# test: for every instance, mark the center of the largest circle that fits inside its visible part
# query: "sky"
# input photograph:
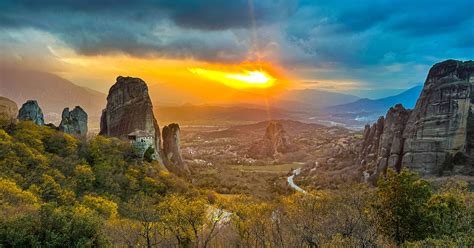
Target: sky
(369, 48)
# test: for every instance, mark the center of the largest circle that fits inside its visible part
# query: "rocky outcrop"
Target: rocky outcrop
(74, 122)
(275, 142)
(441, 121)
(8, 109)
(129, 108)
(171, 148)
(441, 126)
(30, 111)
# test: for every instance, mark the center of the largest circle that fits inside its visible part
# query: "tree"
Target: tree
(149, 154)
(399, 206)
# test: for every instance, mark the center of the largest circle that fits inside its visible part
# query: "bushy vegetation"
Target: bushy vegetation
(60, 191)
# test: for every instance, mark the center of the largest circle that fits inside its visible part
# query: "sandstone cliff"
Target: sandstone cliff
(129, 108)
(274, 142)
(8, 109)
(171, 148)
(74, 122)
(437, 136)
(30, 111)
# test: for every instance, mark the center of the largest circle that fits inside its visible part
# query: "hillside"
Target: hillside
● ● ●
STATED TASK: Make an exact copy of the records above, with the pictures left out.

SOLVED PROBLEM:
# test: for every instance, mark the center of the largest circle that fits inside its visible part
# query: "sky"
# input photograph:
Target: sky
(369, 48)
# test: for every instance, mark the center of the largest circle that fits inside its visible part
# query: "rocky outcrop"
Target: rocky outcrop
(74, 122)
(275, 142)
(441, 121)
(8, 109)
(129, 108)
(171, 148)
(441, 126)
(30, 111)
# test: for every instance, mark the center of the largest circle that fits inside its visible part
# query: "tree"
Target: tree
(149, 154)
(399, 206)
# test: for every instance, mark the center of the largest circle that fits inside its visible part
# query: "bushy vegetation"
Target: bushy vegetation
(60, 191)
# test: for every instance, mark the center of the largest circle that fits inside its visible part
# query: "sandstone cliff"
Target: sandstone cliff
(129, 108)
(274, 142)
(8, 109)
(171, 148)
(74, 122)
(437, 136)
(30, 111)
# test: for every instance, mark the center of the largest circle that fits inside its visible part
# query: "hillside"
Target: hillside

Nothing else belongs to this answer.